### PROBLEM TO WORK ON
Your response should be the complete listing, copied exactly.

MATERIAL SHOWN Block Start

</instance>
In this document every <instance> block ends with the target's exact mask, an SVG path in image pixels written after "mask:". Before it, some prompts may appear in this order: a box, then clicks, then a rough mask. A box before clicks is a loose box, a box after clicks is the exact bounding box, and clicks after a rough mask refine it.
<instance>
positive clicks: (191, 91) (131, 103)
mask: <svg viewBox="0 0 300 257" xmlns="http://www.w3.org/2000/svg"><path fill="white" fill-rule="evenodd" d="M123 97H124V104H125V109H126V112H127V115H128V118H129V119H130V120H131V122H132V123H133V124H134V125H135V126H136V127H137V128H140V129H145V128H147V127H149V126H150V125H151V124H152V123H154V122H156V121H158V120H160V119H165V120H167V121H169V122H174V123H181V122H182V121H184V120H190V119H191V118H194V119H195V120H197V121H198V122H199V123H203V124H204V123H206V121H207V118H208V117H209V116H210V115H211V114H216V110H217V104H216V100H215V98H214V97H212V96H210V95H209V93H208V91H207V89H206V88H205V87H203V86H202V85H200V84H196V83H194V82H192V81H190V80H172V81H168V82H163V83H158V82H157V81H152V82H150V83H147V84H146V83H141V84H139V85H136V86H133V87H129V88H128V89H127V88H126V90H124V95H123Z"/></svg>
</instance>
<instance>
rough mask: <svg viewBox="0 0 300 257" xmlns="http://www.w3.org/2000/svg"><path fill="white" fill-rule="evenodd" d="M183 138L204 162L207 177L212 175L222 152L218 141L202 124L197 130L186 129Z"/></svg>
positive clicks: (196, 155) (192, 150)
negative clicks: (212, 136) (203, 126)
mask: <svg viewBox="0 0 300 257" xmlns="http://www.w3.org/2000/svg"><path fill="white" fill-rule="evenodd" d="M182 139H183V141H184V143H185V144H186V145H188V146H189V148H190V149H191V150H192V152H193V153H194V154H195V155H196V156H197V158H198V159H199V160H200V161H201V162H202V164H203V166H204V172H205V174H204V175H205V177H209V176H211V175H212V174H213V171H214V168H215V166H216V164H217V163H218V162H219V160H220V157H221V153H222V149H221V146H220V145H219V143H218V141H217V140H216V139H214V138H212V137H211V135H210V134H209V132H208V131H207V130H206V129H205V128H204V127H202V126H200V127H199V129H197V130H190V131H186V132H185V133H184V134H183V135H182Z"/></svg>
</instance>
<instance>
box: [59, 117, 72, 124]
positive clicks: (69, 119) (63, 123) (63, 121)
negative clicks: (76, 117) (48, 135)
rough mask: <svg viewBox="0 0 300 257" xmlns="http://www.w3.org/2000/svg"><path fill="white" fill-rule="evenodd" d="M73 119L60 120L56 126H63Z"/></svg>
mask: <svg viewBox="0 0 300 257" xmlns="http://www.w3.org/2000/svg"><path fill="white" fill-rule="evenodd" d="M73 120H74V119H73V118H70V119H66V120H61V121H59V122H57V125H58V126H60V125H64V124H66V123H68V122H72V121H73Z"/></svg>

MATERIAL SHOWN Block End

### EXERCISE RESULT
</instance>
In this document every <instance> block ends with the target's exact mask, an SVG path in image pixels written after "mask:". Before it, some prompts may appear in this order: a box, then clicks, then a rough mask. A box before clicks is a loose box, a box after clicks is the exact bounding box, and clicks after a rough mask refine it.
<instance>
positive clicks: (191, 91) (131, 103)
mask: <svg viewBox="0 0 300 257" xmlns="http://www.w3.org/2000/svg"><path fill="white" fill-rule="evenodd" d="M123 97H124V104H125V109H126V112H127V115H128V118H129V119H130V120H131V122H132V123H133V124H134V125H135V126H136V127H137V128H140V129H145V128H147V127H149V126H150V125H151V124H152V123H154V122H156V121H158V120H160V119H165V120H167V121H169V122H174V123H181V122H182V121H184V120H190V119H191V118H194V119H195V120H197V121H198V122H199V123H203V124H204V123H206V121H207V118H208V117H209V116H210V115H211V114H216V110H217V104H216V100H215V98H214V97H212V96H210V95H209V93H208V91H207V89H206V88H205V87H203V86H202V85H200V84H196V83H194V82H192V81H190V80H172V81H168V82H163V83H158V82H157V81H152V82H150V83H147V84H146V83H141V84H139V85H136V86H133V87H129V88H128V89H127V88H126V90H124V95H123Z"/></svg>
</instance>
<instance>
rough mask: <svg viewBox="0 0 300 257" xmlns="http://www.w3.org/2000/svg"><path fill="white" fill-rule="evenodd" d="M183 138L204 162L207 177L212 175L222 152L218 141L202 124L197 130L186 129Z"/></svg>
positive clicks: (196, 155) (192, 150)
negative clicks: (212, 136) (203, 126)
mask: <svg viewBox="0 0 300 257" xmlns="http://www.w3.org/2000/svg"><path fill="white" fill-rule="evenodd" d="M182 139H183V141H184V143H185V144H186V145H188V146H189V148H190V149H191V150H192V152H193V153H194V154H195V155H196V156H197V158H198V159H199V160H200V161H201V162H202V164H203V166H204V172H205V174H204V175H205V177H209V176H211V175H212V174H213V171H214V168H215V166H216V164H217V163H218V162H219V160H220V157H221V153H222V149H221V146H220V145H219V143H218V141H217V140H216V139H214V138H212V137H211V135H210V134H209V132H208V131H207V130H206V129H205V128H204V127H202V126H200V127H199V129H197V130H190V131H186V132H185V133H184V134H183V135H182Z"/></svg>
</instance>
<instance>
box: [59, 117, 72, 124]
positive clicks: (69, 119) (63, 123) (63, 121)
negative clicks: (76, 117) (48, 135)
rough mask: <svg viewBox="0 0 300 257" xmlns="http://www.w3.org/2000/svg"><path fill="white" fill-rule="evenodd" d="M73 119L60 120L56 126H63Z"/></svg>
mask: <svg viewBox="0 0 300 257" xmlns="http://www.w3.org/2000/svg"><path fill="white" fill-rule="evenodd" d="M73 120H74V119H73V118H70V119H66V120H61V121H59V122H57V125H58V126H60V125H64V124H66V123H68V122H72V121H73Z"/></svg>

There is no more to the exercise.